> _WORK ITEM_
Return every entry exactly as it is written in the listing.

- - - - - - -

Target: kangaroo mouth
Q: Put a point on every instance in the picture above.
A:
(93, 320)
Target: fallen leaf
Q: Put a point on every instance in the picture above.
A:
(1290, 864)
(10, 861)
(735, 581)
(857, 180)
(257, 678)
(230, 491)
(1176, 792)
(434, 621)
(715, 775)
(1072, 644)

- - - - - - -

> _SOLUTION TO THIS TASK_
Target: kangaroo mouth
Q: Put a point on every instance in the picture above.
A:
(93, 320)
Target: fallen leaf
Q: Put a point on every instance in the picture above.
A:
(1290, 864)
(10, 861)
(735, 581)
(857, 180)
(257, 678)
(230, 491)
(1176, 792)
(434, 621)
(715, 775)
(1072, 644)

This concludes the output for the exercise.